## INSTRUCTION
Without the images, output each record below as it stands.
+++ GIVEN DATA
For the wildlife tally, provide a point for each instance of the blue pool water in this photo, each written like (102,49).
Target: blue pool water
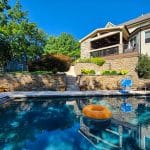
(58,124)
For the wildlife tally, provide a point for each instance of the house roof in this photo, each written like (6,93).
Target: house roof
(105,29)
(136,20)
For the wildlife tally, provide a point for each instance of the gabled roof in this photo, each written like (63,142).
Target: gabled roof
(136,20)
(109,25)
(105,29)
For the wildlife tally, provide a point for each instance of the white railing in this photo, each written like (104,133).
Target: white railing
(128,48)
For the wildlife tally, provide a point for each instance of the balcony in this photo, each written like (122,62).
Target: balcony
(127,48)
(113,50)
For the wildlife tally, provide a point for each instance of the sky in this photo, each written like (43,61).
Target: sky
(80,17)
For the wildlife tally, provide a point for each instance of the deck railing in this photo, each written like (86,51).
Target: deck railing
(128,48)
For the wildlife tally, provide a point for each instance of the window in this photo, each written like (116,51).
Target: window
(147,37)
(133,42)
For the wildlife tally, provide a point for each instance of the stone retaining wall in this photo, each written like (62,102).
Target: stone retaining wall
(111,82)
(127,61)
(30,82)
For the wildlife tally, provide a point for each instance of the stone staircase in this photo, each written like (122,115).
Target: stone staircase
(72,84)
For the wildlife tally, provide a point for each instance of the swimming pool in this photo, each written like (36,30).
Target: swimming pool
(58,124)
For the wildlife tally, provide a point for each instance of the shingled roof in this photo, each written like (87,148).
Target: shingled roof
(138,19)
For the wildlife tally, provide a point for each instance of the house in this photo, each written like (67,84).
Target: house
(128,37)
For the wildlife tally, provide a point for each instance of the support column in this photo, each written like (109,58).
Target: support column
(121,43)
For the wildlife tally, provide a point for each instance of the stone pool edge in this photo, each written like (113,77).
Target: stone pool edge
(24,94)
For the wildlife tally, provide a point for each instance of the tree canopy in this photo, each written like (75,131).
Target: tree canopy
(22,35)
(64,44)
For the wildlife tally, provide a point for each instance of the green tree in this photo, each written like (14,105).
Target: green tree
(5,53)
(143,66)
(64,44)
(23,36)
(3,15)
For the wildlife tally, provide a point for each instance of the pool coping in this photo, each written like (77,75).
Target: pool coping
(25,94)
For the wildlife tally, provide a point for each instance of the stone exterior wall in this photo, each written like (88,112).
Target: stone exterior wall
(30,82)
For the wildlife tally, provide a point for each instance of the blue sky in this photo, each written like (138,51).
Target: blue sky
(79,17)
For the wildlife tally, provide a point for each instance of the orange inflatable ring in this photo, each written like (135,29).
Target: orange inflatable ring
(96,112)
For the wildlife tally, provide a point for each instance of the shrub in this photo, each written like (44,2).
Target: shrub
(88,72)
(97,60)
(53,63)
(123,72)
(143,66)
(109,72)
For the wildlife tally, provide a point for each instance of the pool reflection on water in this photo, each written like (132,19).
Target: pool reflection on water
(58,123)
++++++
## RESPONSE
For the wildlife tally, provide a point for each instance of the blue pool water in this photo, each written like (102,49).
Target: blue pool water
(58,124)
For the wildlife tally, provide a point for each instance of the house roof in this photo, each written like (6,93).
Target: house roof
(105,29)
(136,20)
For the wildlife tally, provide a point for each instance of the gabled roof in this photo, each written like (63,142).
Target: gabled roof
(136,20)
(109,25)
(105,29)
For the wildlife tally, provide a point for each instance of the white railing in this photo, each written like (104,133).
Target: white railing
(128,48)
For the wildlife tally, provide a point for each instance of the balcony in this photo, each written like (122,62).
Target: balcony
(127,48)
(113,50)
For the wildlife tally, provide a point for each instance of the sky in this photo, each written like (43,61).
Target: sky
(80,17)
For the wildlife tally, provide a point for each instance of the deck railing in this photo, each written like (86,51).
Target: deck railing
(128,48)
For the wildlife tally, provide a point for each instance of the window in this photo, each written like (116,51).
Target: window
(147,37)
(133,42)
For the wildlife tally, provide a point for each instance of the stone retaining wall in this photo, each written like (62,102).
Target: stone retaining wall
(111,82)
(127,61)
(30,82)
For the wildlife tally, provide a point for each instance of the stone staircase in this photo, each written like (122,115).
Target: stone staircase
(72,84)
For the wildlife tally, provide a point for each instance of the swimming pool in this photo, each written like (36,30).
Target: swimming pool
(58,124)
For the wildlife tally, provide a point for each instance of the shingled roof in this photo, each written like (87,148).
Target: shingled roof
(138,19)
For the wildlife tally, provide a point for each instance of the house in this photo, each written like (67,84).
Target: house
(128,37)
For the wildlife tally, provide a point for each instance of the support column in this photo, each written like (109,58).
Target: support column
(121,43)
For the wildlife tally, provide a point for each instance of the stone pool edge in this photo, each written like (113,77).
Target: stone pool edge
(24,94)
For the wildlife tally, provide a point for each instance of the tree canopy in this photo, each written like (75,131).
Target: tree canopy
(22,35)
(64,44)
For the wildlife tally, provide a point for each instance of the green tree in this photo, each written like (14,105).
Target: green tree
(5,53)
(143,66)
(64,44)
(23,36)
(3,15)
For the wildlife tally, provide a point for each instance of the pool coping in this photo, each written like (77,75).
Target: pool coping
(25,94)
For the wildlife tally, provide a point for each instance of the stone exterior wall in this photo, each written like (88,112).
Target: stone exterior wall
(30,82)
For the wildlife tally, provide a point for each instance of the blue sky in this photo, each written like (138,51).
Target: blue sky
(79,17)
For the wildlife tally, provide a point for each instance of the orange inflatable ring in this photo, each written like (135,29).
Target: orange inflatable ring
(96,112)
For the wildlife tally, provide a point for each instance of the shrub in this photo, each written like (44,2).
Target: shrub
(88,72)
(97,60)
(53,63)
(123,72)
(143,66)
(109,72)
For the wildlife tally, provide a point for each instance of the pool reflection on water in this photo, each written like (132,19).
Target: pool reflection on water
(58,123)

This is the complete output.